> _Passage à lire_:
Après La Création de Haydn en 2017, Laurence Equilbey et la troupe catalane La Fura dels Baus s’unissent à nouveau cette saison pour proposer « Pastoral for the planet », un spectacle total construit autour du rapport des humains avec l’écologie profonde accompagné par la musique de Beethoven et de quelques un(e)s de ses contemporain(e)s. Coproduit par Le Grand Théâtre de Provence, le Musikfest Bremen, La Fura dels Baus et Insula Orchestra, cet OVNI culturel et engagé vient d’être créé à Aix-en-Provence. Si l’on sait que Beethoven était atteint de surdité, ce que l’on sait moins est que cette affection fut vraisemblablement liée à une intoxication saturnique résultant de la consommation de plomb contenu, notamment, dans l’eau fort polluée à l’époque. Le compositeur portait déjà un regard plus qu’inquiet sur l’avenir de la planète. En cette année de 250ème anniversaire voici une façon pour le moins originale de lui rendre hommage.
 
 Avec « Pastoral for the planet », La Fura dels Baus, son directeur artistique Carlu Padrissa, associés au scénographe Mihael Milunovic et au créateur vidéo José Vaaliña, font de la Fura dels Baus pur jus. Au centre de la scène, est planté un totem pas très élégant, voire laid, mi baobab, mi véhicule interplanétaire flanqué, à cour, de ce qui semble être une partie de fuselage d’un avion qui se serait crashé.  Décor de base pour une apocalypse programmée qui débute par le vol du feu sacré aux dieux par Prométhée et se poursuit par l’ouverture de la boite de Pandore. Sur scène, quatre danseurs déroulent l’action acrobatiquement alors que la salle est prise dans un maelström d’images projetées à 360°. Pollution, réchauffement planétaire, guerres, destructions physiques et psychologiques, exodes : tout mène vers une fin du monde symbolisée par la chute finale du totem baobab. Arrive alors la Symphonie n°6 de Beethoven, cette fameuse « Pastorale », comme un vecteur de résurrection d’une humanité enfin apaisée ou la terre est redevenue nourricière et où l’art est érigé au rang d’ultime vérité. Dès lors, il ne restera plus qu’une seule chose à faire au public, par téléphone cellulaire connecté interposé, choisir la fin du spectacle, heureuse ou malheureuse pour la planète.

> _Jeu de données_:
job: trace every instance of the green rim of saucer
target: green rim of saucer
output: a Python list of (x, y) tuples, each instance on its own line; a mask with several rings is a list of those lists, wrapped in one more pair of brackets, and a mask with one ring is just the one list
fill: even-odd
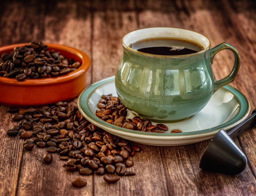
[[(102, 86), (106, 85), (111, 82), (115, 82), (115, 76), (113, 76), (103, 79), (94, 83), (86, 88), (80, 94), (77, 101), (77, 105), (78, 109), (82, 114), (87, 120), (91, 119), (98, 122), (106, 127), (119, 131), (123, 131), (126, 132), (130, 132), (134, 134), (139, 134), (148, 135), (155, 135), (157, 136), (171, 136), (175, 135), (195, 135), (208, 133), (216, 130), (225, 129), (225, 127), (229, 126), (240, 120), (244, 118), (250, 112), (250, 106), (249, 101), (247, 98), (238, 90), (229, 86), (226, 85), (223, 88), (230, 91), (236, 98), (240, 105), (240, 108), (238, 113), (233, 119), (227, 122), (214, 127), (201, 130), (186, 133), (159, 133), (143, 132), (139, 131), (132, 130), (125, 128), (118, 127), (110, 124), (103, 120), (102, 120), (97, 117), (92, 113), (88, 106), (88, 100), (92, 94), (92, 92), (94, 92), (95, 90)], [(82, 101), (81, 101), (82, 100)], [(83, 102), (83, 103), (81, 103)], [(90, 120), (89, 121), (90, 121)]]

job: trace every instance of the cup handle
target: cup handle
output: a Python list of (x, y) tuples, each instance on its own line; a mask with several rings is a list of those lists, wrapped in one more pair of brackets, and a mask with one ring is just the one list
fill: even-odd
[(214, 82), (213, 93), (220, 88), (232, 82), (236, 76), (238, 70), (239, 70), (239, 68), (240, 67), (240, 56), (237, 50), (231, 44), (224, 42), (217, 45), (210, 50), (209, 57), (211, 64), (212, 64), (213, 57), (217, 53), (224, 49), (230, 50), (233, 52), (235, 57), (234, 66), (231, 72), (228, 76), (221, 80)]

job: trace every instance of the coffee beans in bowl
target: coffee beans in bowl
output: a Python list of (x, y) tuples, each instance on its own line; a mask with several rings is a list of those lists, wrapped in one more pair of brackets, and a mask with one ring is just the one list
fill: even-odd
[(40, 42), (0, 47), (0, 103), (7, 105), (74, 98), (85, 87), (90, 63), (77, 49)]
[(48, 50), (41, 42), (32, 41), (16, 47), (0, 58), (0, 76), (25, 79), (44, 78), (67, 74), (81, 65), (73, 59), (68, 59), (59, 52)]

> _Objectif de l'exercice_:
D'après le passage à lire, quelle œuvre de Beethoven arrive après la chute finale du totem baobab ?

> _Corrigé de l'exercice_:
La Symphonie n°6, dite « Pastorale ».